■ About this exercise: In the article on Cross Roads Park, what led to the removal of the park's old stone steps?

■ Excerpt provided:
━━━━━━
Grounds Management: Crews Revamp Park's Landscapes, Hardscapes
Cross Roads Park might be a relatively small part of the University of Pittsburgh Medical Center's enormous campus. But for grounds crews with the center's engineering and maintenance department, the park represents something larger.
The department's grounds operations played a central role in the park's revival after it had fallen into disrepair by committing workers' time and the medical center's resources to refurbishing the site, which is located in the heart of Pittsburgh.
"It was well worth it because they now have a sense of ownership," says Scott McIntyre, the department's grounds foreman. "They had a hand in how it turned out."
The University of Pittsburgh created the park in the early 1980s when it agreed to maintain a 1-acre lot as a park-like space to assure neighbors the medical center and the university would not expand into the adjacent neighborhood. Crews cleared the undeveloped parcel of land and installed grass, as well as asphalt paths and railroad-tie benches. An existing retaining wall and stairs remained.
Over time, the park's pavement and benches began to deteriorate, and its stairs and retaining wall began to tilt, crack, and fail, making them unsafe. The site also featured no lighting, which contributed to growing safety concerns. The medical center originally had paid a local non-profit group to maintain the park, but its upkeep and maintenance eventually shifted to the medical center's engineering and maintenance department and, specifically, its grounds operations.
To alleviate problems with the site, crews cleared the entire area, including overgrown shrubs and bushes.
Two years ago, the seeds of the new Cross Roads Park took root. Construction of a new boiler plant required the installation of an underground steam feed, which encroached on the park and led to the removal of its old stone steps. Plans had been in the works to replace the steps, but they were deemed insufficient for the site, as well as not safe enough.
Prompted by the steam-feed project, as well as the deteriorated condition of the asphalt paths and rotted benches, the engineering and maintenance department commissioned a landscape architect to develop a plan to overhaul and upgrade the park.
━━━━━━
■ Given entries:
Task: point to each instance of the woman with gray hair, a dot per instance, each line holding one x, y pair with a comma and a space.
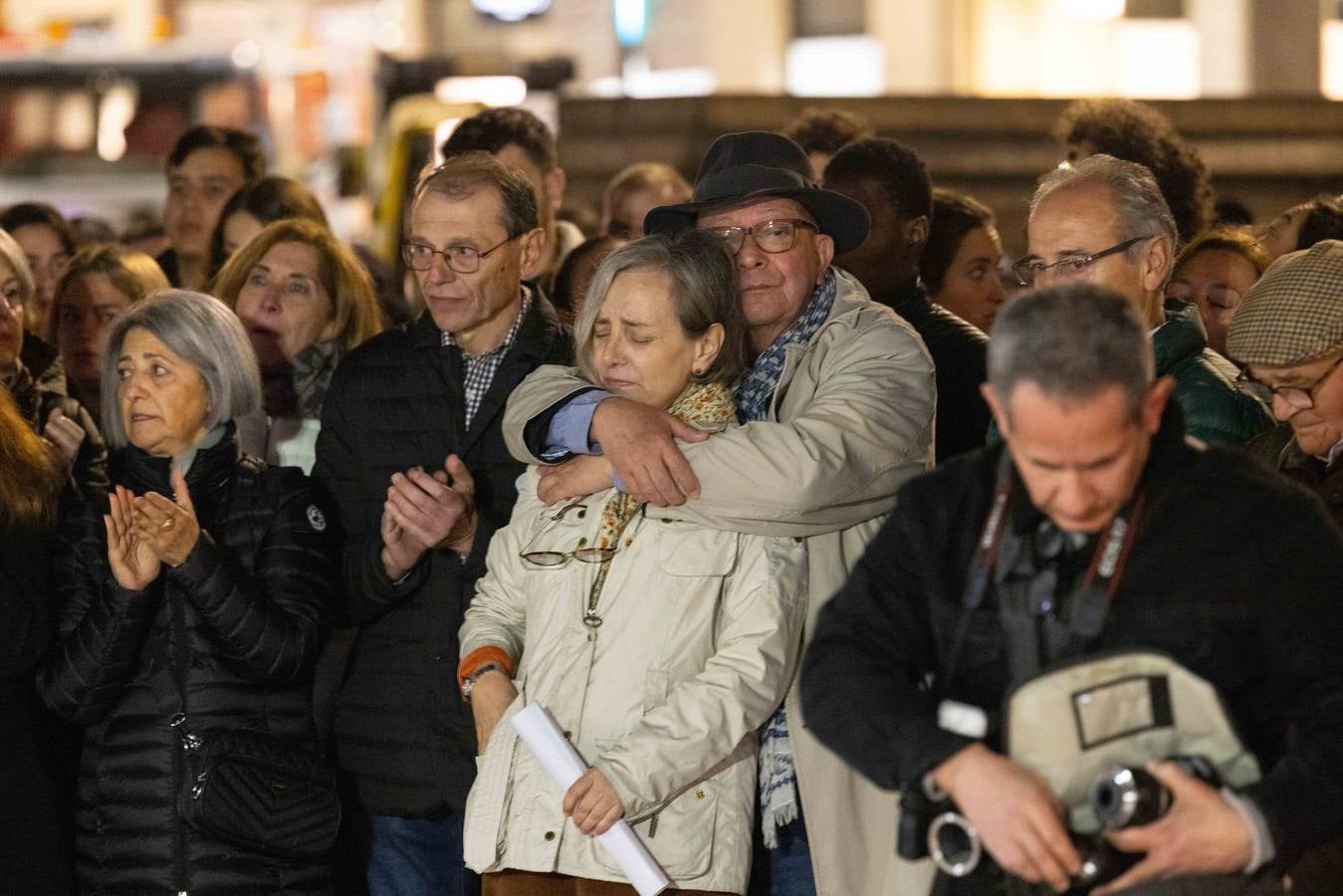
660, 646
203, 596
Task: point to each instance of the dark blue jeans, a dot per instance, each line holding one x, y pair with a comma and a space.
784, 871
419, 857
789, 862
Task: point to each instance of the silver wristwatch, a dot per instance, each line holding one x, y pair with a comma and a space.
469, 685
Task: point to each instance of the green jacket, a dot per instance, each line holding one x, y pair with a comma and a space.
1205, 381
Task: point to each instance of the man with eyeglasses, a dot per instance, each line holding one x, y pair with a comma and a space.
412, 454
1104, 220
837, 411
1289, 332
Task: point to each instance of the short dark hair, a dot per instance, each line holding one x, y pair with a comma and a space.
895, 165
1073, 341
493, 129
1228, 239
29, 214
826, 130
462, 175
704, 292
243, 145
575, 274
954, 215
1136, 131
270, 199
1324, 220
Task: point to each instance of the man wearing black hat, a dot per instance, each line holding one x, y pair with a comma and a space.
837, 411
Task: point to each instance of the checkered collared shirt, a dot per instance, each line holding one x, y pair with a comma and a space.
478, 372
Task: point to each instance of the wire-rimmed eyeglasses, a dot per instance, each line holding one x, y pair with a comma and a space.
464, 260
773, 237
1297, 396
1030, 269
560, 558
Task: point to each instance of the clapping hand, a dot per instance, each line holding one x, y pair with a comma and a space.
168, 528
131, 560
65, 437
424, 511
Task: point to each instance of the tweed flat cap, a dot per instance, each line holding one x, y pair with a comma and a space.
1295, 312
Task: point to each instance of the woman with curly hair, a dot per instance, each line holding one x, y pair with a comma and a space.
1135, 131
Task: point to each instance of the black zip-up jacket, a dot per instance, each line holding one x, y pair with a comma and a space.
1234, 572
238, 626
396, 402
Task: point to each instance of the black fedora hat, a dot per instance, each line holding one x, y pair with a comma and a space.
758, 164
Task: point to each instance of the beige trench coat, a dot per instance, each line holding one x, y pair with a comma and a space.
700, 638
851, 419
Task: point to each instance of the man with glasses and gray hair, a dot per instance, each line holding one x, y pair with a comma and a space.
412, 454
1104, 220
1289, 332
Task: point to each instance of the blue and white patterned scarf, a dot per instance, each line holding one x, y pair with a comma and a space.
754, 392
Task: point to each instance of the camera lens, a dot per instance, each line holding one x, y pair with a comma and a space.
1128, 798
954, 844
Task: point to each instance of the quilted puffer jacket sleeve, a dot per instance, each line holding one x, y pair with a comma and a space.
270, 622
103, 625
368, 591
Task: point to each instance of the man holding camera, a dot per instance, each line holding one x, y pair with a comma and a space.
1096, 528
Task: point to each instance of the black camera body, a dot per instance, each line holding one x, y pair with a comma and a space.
1131, 796
1126, 796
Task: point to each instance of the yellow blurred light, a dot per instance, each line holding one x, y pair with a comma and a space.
492, 91
1092, 10
1331, 60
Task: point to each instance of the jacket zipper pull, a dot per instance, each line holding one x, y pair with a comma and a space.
189, 742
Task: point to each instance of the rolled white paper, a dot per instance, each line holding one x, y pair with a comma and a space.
562, 764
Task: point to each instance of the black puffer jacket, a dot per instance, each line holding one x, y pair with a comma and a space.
39, 392
397, 402
238, 625
959, 353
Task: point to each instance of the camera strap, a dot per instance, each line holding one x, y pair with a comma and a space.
1089, 602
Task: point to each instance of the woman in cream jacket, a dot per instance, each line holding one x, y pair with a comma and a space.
658, 646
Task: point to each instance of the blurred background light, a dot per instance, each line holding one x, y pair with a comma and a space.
846, 66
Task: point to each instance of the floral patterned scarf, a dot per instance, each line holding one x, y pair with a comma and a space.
708, 406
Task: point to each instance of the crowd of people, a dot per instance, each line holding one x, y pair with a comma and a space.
776, 491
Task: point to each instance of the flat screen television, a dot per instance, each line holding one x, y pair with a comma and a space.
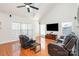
52, 27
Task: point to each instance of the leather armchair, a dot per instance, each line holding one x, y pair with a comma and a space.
25, 41
65, 49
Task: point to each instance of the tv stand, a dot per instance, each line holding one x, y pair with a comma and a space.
51, 36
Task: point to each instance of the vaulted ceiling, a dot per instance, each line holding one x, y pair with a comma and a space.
10, 8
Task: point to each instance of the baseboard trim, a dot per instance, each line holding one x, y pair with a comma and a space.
8, 41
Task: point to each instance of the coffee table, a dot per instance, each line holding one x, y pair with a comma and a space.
36, 47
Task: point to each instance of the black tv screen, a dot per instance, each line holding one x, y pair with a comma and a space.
52, 27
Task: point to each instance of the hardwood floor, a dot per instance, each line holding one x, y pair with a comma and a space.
14, 49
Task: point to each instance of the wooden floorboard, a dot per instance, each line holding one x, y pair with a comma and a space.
14, 49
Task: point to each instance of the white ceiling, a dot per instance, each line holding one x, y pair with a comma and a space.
10, 8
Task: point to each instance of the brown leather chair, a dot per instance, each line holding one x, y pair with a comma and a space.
65, 49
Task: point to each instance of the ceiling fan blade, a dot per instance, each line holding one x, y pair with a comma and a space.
28, 9
34, 7
20, 6
27, 3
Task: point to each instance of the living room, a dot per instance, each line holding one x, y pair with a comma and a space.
14, 21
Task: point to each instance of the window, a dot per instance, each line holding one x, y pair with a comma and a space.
66, 28
16, 26
23, 28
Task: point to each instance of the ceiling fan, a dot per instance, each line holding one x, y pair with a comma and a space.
28, 6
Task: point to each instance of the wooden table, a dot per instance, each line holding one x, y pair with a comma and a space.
36, 47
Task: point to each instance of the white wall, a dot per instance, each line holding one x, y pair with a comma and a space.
6, 32
61, 13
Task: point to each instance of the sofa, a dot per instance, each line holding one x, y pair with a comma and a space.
65, 49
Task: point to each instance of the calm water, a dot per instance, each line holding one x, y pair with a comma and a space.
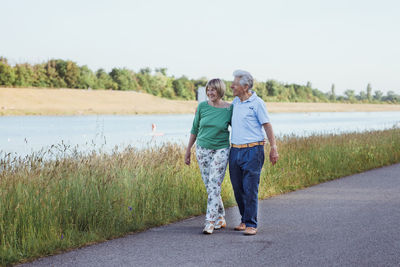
━━━━━━
■ Task result: The installation of an underground steam feed for a new boiler plant, which encroached on the park.